(Stored entries)
::::::::

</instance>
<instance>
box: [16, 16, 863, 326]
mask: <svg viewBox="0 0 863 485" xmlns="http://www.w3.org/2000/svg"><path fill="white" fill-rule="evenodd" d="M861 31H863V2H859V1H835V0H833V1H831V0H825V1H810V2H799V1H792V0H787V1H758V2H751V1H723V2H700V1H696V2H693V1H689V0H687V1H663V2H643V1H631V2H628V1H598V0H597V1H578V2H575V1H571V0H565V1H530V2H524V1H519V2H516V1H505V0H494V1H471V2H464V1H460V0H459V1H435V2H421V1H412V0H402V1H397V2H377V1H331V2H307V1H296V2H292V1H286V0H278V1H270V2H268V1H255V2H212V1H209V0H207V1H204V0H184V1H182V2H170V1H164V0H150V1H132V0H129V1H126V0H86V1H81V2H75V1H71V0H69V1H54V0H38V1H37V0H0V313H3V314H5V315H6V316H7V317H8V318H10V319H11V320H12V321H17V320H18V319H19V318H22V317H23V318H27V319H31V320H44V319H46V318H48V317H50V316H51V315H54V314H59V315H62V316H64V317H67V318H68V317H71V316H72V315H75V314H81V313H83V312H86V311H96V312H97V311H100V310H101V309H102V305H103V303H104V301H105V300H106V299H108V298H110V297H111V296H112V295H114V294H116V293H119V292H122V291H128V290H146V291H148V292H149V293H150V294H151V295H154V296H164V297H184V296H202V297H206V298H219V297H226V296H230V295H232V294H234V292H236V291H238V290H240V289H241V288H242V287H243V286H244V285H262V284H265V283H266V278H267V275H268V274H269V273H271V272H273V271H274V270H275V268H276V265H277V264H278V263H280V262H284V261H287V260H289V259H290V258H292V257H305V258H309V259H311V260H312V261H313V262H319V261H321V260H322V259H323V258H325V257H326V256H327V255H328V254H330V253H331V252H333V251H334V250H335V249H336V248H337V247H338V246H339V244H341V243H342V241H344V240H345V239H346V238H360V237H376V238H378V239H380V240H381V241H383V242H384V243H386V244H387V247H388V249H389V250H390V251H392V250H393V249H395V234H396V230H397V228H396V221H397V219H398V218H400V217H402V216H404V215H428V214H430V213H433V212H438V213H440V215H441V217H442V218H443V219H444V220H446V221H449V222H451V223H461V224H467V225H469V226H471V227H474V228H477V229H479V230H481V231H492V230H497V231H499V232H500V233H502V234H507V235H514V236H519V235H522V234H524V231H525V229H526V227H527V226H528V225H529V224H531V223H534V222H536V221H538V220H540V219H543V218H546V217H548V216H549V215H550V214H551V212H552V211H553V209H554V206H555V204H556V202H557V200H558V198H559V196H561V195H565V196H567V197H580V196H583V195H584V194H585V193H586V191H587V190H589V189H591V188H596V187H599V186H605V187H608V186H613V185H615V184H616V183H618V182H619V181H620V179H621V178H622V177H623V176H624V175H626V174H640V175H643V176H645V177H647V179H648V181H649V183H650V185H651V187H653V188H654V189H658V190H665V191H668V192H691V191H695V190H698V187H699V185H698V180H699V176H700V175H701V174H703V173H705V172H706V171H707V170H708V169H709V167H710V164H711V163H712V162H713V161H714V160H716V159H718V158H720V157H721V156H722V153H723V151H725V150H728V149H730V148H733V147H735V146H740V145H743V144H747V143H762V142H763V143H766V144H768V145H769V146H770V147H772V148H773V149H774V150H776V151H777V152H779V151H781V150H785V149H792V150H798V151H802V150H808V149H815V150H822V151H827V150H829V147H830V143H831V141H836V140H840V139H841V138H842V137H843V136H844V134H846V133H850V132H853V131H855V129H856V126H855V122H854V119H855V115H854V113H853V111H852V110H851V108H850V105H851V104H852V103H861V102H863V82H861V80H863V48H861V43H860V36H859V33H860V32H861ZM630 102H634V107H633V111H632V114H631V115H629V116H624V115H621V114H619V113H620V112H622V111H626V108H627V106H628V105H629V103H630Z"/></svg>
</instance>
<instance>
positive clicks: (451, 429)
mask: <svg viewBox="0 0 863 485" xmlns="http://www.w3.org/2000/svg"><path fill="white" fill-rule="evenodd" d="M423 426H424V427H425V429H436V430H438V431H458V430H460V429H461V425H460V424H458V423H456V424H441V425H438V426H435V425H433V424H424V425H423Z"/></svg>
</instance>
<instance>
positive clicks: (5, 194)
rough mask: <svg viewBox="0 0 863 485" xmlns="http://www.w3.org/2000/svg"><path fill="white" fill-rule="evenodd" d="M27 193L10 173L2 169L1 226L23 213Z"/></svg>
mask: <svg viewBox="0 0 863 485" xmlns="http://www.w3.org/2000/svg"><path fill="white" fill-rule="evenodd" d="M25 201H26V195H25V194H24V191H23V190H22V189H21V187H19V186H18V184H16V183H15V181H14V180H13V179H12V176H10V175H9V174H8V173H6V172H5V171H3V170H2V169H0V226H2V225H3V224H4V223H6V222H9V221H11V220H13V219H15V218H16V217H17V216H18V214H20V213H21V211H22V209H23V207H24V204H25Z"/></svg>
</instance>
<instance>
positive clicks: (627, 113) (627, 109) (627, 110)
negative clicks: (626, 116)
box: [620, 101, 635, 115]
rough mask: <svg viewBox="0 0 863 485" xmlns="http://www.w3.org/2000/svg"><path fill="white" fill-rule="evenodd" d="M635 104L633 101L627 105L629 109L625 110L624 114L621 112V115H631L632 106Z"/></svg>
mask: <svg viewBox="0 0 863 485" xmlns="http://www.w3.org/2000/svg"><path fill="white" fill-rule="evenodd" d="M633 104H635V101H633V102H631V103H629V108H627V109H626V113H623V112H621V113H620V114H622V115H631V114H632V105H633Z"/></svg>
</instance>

::::::::

## EXERCISE DETAILS
The required output is the full set of entries, reproduced verbatim.

## OUTPUT OF THE EXERCISE
</instance>
<instance>
box: [16, 16, 863, 326]
mask: <svg viewBox="0 0 863 485" xmlns="http://www.w3.org/2000/svg"><path fill="white" fill-rule="evenodd" d="M861 31H863V2H859V1H835V0H833V1H831V0H825V1H810V2H799V1H792V0H787V1H758V2H751V1H723V2H700V1H696V2H693V1H689V0H687V1H663V2H643V1H631V2H628V1H598V0H597V1H578V2H575V1H571V0H565V1H530V2H524V1H519V2H516V1H505V0H494V1H471V2H464V1H460V0H459V1H435V2H421V1H412V0H402V1H397V2H377V1H331V2H307V1H296V2H292V1H286V0H278V1H270V2H268V1H255V2H212V1H209V0H207V1H204V0H184V1H182V2H170V1H164V0H150V1H132V0H129V1H126V0H86V1H81V2H75V1H71V0H69V1H54V0H38V1H37V0H0V313H3V314H5V315H6V316H7V317H8V318H10V319H11V320H12V321H17V320H18V319H19V318H22V317H23V318H27V319H31V320H44V319H46V318H48V317H50V316H51V315H54V314H59V315H62V316H64V317H67V318H68V317H71V316H72V315H75V314H81V313H83V312H86V311H96V312H97V311H100V310H101V309H102V305H103V303H104V301H105V300H106V299H108V298H110V297H111V296H112V295H114V294H116V293H119V292H122V291H128V290H146V291H148V292H149V293H150V294H151V295H154V296H164V297H184V296H202V297H206V298H219V297H226V296H230V295H232V294H234V292H236V291H238V290H240V289H241V288H242V287H243V286H244V285H262V284H265V283H266V278H267V275H268V274H269V273H271V272H273V271H274V270H275V268H276V265H277V264H278V263H280V262H284V261H287V260H289V259H290V258H292V257H305V258H309V259H311V260H312V261H313V262H319V261H321V260H322V259H323V258H325V257H326V256H327V255H328V254H330V253H331V252H333V251H334V250H335V249H336V248H337V247H338V246H339V244H341V243H342V241H344V240H345V239H346V238H360V237H376V238H378V239H380V240H381V241H383V242H384V243H386V244H387V247H388V249H389V250H390V251H392V250H393V249H395V234H396V230H397V228H396V221H397V219H398V218H400V217H402V216H404V215H428V214H430V213H433V212H438V213H440V215H441V217H442V218H443V219H444V220H446V221H449V222H451V223H461V224H467V225H469V226H471V227H474V228H477V229H479V230H481V231H492V230H497V231H499V232H500V233H502V234H507V235H514V236H519V235H522V234H524V231H525V229H526V227H527V226H528V225H529V224H531V223H534V222H536V221H538V220H540V219H543V218H546V217H548V216H549V215H550V214H551V212H552V211H553V209H554V206H555V204H556V202H557V200H558V198H559V196H561V195H565V196H567V197H580V196H583V195H584V194H585V193H586V191H587V190H589V189H591V188H596V187H599V186H605V187H608V186H613V185H615V184H616V183H618V182H619V181H620V179H621V178H622V177H623V176H624V175H626V174H640V175H643V176H645V177H647V179H648V181H649V183H650V185H651V187H653V188H654V189H658V190H665V191H668V192H691V191H695V190H698V187H699V185H698V180H699V176H700V175H701V174H703V173H705V172H706V171H707V170H708V169H709V167H710V164H711V163H712V162H713V161H714V160H716V159H718V158H720V157H721V156H722V153H723V151H725V150H728V149H730V148H733V147H735V146H740V145H743V144H747V143H762V142H763V143H766V144H768V145H769V146H770V147H772V148H773V149H774V150H776V151H777V152H779V151H781V150H785V149H792V150H798V151H802V150H808V149H815V150H822V151H827V150H829V147H830V143H831V141H836V140H840V139H841V138H842V137H843V136H844V134H846V133H850V132H853V131H855V129H856V126H855V122H854V119H855V115H854V113H853V111H852V110H851V108H850V105H851V104H852V103H861V102H863V82H861V80H863V48H861V43H860V36H859V33H860V32H861ZM630 102H634V107H633V111H632V114H631V115H629V116H624V115H621V114H619V113H620V112H622V111H626V108H627V106H628V105H629V103H630Z"/></svg>
</instance>
<instance>
positive clicks: (451, 429)
mask: <svg viewBox="0 0 863 485" xmlns="http://www.w3.org/2000/svg"><path fill="white" fill-rule="evenodd" d="M423 426H424V427H425V429H436V430H438V431H458V430H460V429H461V425H460V424H458V423H456V424H441V425H438V426H435V425H433V424H424V425H423Z"/></svg>
</instance>
<instance>
positive clicks: (5, 194)
rough mask: <svg viewBox="0 0 863 485" xmlns="http://www.w3.org/2000/svg"><path fill="white" fill-rule="evenodd" d="M27 193L10 173L2 169L1 226L23 213Z"/></svg>
mask: <svg viewBox="0 0 863 485" xmlns="http://www.w3.org/2000/svg"><path fill="white" fill-rule="evenodd" d="M25 201H26V195H25V194H24V191H23V190H22V189H21V187H19V186H18V184H16V183H15V181H14V180H13V179H12V176H10V175H9V174H8V173H6V172H5V171H3V170H2V169H0V226H2V225H3V224H4V223H6V222H9V221H11V220H13V219H15V218H16V217H17V216H18V214H20V213H21V211H22V209H23V207H24V204H25Z"/></svg>
</instance>
<instance>
positive clicks: (627, 113) (627, 109) (627, 110)
negative clicks: (626, 116)
box: [620, 101, 635, 115]
rough mask: <svg viewBox="0 0 863 485" xmlns="http://www.w3.org/2000/svg"><path fill="white" fill-rule="evenodd" d="M635 104L633 101L627 105L629 109L625 110L624 114L621 112V115H631L632 106Z"/></svg>
mask: <svg viewBox="0 0 863 485" xmlns="http://www.w3.org/2000/svg"><path fill="white" fill-rule="evenodd" d="M633 104H635V101H633V102H631V103H629V108H627V109H626V113H623V112H621V113H620V114H622V115H631V114H632V105H633Z"/></svg>
</instance>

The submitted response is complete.